TEXTE FOURNI >>
<<<<

Keep Watching the Skies! nº 2, novembre 1992

Roger Gaillard : Voyageons dans l'espace

anthologie de Science-Fiction

 Détail bibliographique dans la base de données exliibris.

Dominique Warfa : Au nord du nulle part

anthologie de Science-Fiction ~ chroniqué par Pascal J. Thomas

 Détail bibliographique dans la base de données exliibris.

Depuis plusieurs jours déjà, on sent sur le parvis des temples et en parcourant l'agora l'odeur âcre des masures et des récoltes qui brûlent dans les villages environnant la Cité. L'ennemi sera bien aux portes, on murmure son nom, on croit entendre l'écho de ses champs de marche, on croit voir la nuit le reflet du clair de lune sur des théories interminables de casques polis, annonçant des phalanges hérissées de javelines. Au détour des rues errent les citoyens hagards, mal nourris et dormant plus mal encore, se pressant aux nouvelles, sacrifiant désespérément dans les temples qui ne désemplissent plus. Autour de l'acropole, des orateurs exhortent à l'esprit civique, au rassemblement autour des dieux anciens, et monte, sans cesse plus puissant, le murmure qui les invoque : « Science-Fiction ! Science-Fiction ! ». Mais les cris et grincements de dents suffiront-ils à sauver la cité ?

>>>>

CONSIGNE A >> Indiquez combien de lignes du listing contiennent la chaîne « stainless ». Donnez uniquement ce nombre.
Le listing n'a aucun lien avec le texte.

Enregistrements issus d'une collection de données
<<<<

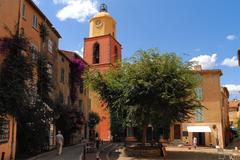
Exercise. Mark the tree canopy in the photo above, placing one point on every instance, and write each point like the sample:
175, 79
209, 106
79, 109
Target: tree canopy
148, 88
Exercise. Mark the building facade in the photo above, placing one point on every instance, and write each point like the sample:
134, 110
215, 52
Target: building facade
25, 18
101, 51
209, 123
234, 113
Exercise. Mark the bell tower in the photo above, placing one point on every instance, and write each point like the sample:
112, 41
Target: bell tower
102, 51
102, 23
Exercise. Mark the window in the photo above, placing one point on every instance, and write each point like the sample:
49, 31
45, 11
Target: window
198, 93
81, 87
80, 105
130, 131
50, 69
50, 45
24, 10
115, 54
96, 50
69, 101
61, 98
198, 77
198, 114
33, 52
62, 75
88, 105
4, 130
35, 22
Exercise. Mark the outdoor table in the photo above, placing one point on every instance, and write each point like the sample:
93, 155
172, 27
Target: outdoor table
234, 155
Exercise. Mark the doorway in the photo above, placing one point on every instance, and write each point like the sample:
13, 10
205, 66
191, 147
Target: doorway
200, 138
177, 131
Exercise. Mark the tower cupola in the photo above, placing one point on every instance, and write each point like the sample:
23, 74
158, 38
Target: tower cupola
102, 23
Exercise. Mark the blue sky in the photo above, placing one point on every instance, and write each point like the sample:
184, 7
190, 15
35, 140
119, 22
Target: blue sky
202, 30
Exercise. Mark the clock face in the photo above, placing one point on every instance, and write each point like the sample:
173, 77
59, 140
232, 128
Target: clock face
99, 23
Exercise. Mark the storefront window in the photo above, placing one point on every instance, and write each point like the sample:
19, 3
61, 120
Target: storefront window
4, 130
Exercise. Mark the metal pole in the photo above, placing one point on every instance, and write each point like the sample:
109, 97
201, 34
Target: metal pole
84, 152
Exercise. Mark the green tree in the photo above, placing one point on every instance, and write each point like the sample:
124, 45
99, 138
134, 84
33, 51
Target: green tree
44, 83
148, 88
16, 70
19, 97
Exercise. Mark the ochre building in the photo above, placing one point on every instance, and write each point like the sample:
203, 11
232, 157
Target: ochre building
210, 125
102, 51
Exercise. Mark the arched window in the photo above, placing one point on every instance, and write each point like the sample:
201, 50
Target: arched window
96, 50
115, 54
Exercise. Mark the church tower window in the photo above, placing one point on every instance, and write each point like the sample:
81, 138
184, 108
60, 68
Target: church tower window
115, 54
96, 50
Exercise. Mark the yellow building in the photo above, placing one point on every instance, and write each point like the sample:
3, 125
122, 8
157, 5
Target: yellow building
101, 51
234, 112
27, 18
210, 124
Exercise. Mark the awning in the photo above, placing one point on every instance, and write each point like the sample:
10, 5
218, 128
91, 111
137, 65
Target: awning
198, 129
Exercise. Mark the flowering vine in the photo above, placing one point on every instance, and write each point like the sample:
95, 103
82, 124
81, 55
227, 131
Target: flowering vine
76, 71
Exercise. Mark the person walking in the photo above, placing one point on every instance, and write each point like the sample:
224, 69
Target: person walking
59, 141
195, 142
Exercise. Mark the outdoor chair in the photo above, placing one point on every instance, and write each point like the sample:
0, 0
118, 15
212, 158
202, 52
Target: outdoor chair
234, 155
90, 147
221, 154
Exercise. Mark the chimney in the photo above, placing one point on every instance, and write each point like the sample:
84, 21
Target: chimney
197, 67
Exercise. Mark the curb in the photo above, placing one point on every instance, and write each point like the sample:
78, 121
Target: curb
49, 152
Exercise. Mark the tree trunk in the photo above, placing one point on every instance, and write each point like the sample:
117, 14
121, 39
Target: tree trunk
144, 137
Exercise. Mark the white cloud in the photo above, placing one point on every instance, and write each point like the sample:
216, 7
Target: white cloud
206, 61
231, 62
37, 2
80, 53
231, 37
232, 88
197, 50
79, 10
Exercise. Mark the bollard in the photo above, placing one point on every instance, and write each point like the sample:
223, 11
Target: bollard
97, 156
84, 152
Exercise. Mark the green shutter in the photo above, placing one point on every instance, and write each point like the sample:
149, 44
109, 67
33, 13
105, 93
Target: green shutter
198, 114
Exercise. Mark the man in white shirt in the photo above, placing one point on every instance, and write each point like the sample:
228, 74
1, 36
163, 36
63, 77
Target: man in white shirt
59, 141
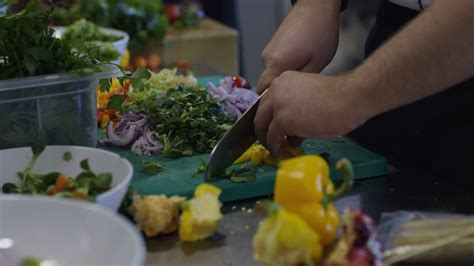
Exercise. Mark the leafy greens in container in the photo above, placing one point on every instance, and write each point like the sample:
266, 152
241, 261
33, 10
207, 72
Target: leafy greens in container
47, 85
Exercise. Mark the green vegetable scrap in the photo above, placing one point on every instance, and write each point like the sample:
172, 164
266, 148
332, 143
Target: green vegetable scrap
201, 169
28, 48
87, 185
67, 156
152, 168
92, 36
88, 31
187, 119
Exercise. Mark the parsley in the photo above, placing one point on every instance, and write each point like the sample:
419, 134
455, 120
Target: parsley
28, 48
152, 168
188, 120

>>>>
<<<<

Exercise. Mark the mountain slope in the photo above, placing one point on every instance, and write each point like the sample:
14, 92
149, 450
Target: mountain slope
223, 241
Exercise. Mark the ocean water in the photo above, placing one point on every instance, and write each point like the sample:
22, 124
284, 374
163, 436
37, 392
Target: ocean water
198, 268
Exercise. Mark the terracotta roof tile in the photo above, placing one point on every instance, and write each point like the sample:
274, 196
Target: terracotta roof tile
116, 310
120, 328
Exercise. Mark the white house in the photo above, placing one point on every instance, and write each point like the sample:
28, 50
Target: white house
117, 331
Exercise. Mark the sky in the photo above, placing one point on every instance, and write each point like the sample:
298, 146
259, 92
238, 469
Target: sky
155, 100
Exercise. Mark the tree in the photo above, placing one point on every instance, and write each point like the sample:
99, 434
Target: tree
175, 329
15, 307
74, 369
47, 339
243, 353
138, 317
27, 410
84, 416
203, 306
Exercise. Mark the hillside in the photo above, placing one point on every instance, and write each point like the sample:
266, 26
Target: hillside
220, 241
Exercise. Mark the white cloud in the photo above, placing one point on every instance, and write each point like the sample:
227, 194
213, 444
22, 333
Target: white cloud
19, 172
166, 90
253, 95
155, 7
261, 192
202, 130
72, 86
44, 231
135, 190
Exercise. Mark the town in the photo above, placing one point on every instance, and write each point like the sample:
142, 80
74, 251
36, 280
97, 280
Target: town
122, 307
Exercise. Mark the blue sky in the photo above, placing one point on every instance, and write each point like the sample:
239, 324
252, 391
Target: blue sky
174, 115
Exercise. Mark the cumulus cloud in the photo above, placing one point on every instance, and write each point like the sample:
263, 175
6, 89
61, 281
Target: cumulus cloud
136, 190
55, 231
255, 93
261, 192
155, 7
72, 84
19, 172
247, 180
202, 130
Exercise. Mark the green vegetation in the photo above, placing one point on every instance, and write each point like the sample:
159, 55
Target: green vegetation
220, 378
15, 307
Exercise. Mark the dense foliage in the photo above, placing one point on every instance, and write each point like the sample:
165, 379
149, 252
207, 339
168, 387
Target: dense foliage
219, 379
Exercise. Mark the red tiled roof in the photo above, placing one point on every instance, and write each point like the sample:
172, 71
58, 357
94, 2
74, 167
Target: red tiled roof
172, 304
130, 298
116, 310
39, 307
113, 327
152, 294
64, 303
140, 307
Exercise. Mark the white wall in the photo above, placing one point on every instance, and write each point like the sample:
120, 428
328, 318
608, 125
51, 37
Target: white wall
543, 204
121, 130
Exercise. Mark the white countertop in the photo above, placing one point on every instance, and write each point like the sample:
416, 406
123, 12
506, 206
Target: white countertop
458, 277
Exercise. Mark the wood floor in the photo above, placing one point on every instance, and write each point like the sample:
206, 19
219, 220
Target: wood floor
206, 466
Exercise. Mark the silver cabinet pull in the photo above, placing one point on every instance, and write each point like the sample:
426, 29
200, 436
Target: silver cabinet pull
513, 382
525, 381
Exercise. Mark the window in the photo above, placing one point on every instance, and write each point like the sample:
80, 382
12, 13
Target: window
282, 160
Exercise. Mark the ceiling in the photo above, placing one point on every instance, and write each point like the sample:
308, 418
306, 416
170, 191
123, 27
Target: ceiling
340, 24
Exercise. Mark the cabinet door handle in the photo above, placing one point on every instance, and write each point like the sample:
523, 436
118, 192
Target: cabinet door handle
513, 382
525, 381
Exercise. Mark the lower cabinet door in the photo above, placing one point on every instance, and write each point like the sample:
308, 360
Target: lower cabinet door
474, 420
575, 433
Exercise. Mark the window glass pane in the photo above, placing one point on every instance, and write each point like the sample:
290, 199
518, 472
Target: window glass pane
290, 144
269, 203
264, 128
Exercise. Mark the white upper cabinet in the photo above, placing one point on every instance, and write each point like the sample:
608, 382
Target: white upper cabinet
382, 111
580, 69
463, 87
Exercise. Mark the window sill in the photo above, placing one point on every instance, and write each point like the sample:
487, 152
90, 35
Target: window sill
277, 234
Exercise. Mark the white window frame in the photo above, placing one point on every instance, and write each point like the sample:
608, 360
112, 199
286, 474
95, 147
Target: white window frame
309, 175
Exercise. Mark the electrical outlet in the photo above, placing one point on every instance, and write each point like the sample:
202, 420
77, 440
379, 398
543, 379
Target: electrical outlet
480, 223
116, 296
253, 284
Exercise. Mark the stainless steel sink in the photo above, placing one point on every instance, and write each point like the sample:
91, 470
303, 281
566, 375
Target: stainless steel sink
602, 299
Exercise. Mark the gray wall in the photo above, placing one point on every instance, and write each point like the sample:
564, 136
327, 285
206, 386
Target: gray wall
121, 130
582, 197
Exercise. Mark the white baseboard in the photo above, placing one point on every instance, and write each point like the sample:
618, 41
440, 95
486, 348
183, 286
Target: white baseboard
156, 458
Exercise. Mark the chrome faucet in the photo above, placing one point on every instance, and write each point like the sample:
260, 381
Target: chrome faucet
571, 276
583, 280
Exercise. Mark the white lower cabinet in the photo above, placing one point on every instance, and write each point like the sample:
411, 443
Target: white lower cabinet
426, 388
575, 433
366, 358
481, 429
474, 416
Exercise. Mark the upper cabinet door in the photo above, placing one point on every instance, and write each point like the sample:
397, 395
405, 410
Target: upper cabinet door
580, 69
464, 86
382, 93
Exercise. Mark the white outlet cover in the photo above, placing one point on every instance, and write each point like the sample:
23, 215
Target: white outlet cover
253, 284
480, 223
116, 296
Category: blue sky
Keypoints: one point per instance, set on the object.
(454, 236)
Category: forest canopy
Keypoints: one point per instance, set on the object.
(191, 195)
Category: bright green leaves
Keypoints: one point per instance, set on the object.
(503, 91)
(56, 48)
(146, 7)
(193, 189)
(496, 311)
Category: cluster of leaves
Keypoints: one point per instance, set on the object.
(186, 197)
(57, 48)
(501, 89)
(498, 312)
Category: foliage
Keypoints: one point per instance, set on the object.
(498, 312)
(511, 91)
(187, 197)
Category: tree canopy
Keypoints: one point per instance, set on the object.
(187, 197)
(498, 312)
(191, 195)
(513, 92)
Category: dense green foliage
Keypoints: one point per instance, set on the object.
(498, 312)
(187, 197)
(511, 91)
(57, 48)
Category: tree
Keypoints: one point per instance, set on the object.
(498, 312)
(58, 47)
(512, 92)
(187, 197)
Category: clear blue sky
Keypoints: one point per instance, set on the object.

>>>>

CONSIGNE B >> Relevez tous les noms de personnes qui figurent dans le texte.

RÉSULTAT A >> 2

RÉSULTAT B >>
Roger Gaillard
Dominique Warfa
Pascal J. Thomas